Dataset excerpt:
☆ ☆ ☆
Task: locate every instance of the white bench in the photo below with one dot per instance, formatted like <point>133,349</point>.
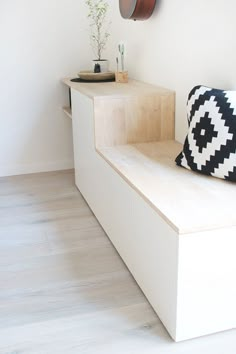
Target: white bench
<point>174,229</point>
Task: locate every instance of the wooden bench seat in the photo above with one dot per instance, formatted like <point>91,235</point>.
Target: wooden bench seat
<point>174,229</point>
<point>188,201</point>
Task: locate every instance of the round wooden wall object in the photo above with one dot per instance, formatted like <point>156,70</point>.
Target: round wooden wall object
<point>137,9</point>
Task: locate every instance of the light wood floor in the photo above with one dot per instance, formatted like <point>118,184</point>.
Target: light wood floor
<point>63,287</point>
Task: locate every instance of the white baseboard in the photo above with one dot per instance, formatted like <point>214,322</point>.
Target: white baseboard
<point>13,170</point>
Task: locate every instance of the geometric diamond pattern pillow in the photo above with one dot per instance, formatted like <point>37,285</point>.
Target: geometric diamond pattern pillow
<point>210,146</point>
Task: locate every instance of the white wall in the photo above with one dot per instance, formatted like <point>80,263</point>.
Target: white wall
<point>41,42</point>
<point>185,43</point>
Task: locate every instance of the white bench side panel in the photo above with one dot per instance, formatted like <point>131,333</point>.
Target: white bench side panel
<point>206,283</point>
<point>145,242</point>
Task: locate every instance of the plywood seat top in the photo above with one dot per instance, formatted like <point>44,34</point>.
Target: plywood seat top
<point>188,201</point>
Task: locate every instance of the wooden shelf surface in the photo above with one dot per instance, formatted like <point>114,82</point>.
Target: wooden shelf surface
<point>67,111</point>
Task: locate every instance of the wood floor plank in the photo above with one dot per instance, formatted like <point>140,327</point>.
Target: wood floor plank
<point>63,287</point>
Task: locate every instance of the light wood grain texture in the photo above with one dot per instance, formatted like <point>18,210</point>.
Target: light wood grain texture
<point>64,289</point>
<point>67,111</point>
<point>116,90</point>
<point>131,113</point>
<point>184,292</point>
<point>122,77</point>
<point>188,201</point>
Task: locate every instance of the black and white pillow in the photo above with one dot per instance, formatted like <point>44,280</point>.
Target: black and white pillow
<point>210,146</point>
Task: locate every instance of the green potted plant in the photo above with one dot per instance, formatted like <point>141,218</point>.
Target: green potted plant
<point>99,31</point>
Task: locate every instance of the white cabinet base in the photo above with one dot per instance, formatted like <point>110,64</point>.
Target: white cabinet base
<point>188,279</point>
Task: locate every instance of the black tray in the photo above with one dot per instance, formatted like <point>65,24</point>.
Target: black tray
<point>91,81</point>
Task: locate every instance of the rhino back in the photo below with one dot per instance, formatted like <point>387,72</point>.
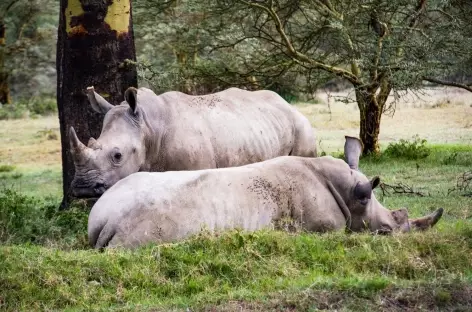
☆ ☆ ☆
### Your objective
Rescale the records from the line that has "Task: locate every instance of the light wood grain" through the line that has "<point>131,113</point>", and give only those lines again, requests included. Multiply every point coordinate in the answers by 1.8 and round to whole numbers, with halves rounded up, but leave the requests and their format samples unchanged.

### Final answer
Task: locate every instance of the light wood grain texture in the photo above with one dot per instance, formatted like <point>18,210</point>.
Target: light wood grain texture
<point>115,520</point>
<point>121,200</point>
<point>209,162</point>
<point>236,203</point>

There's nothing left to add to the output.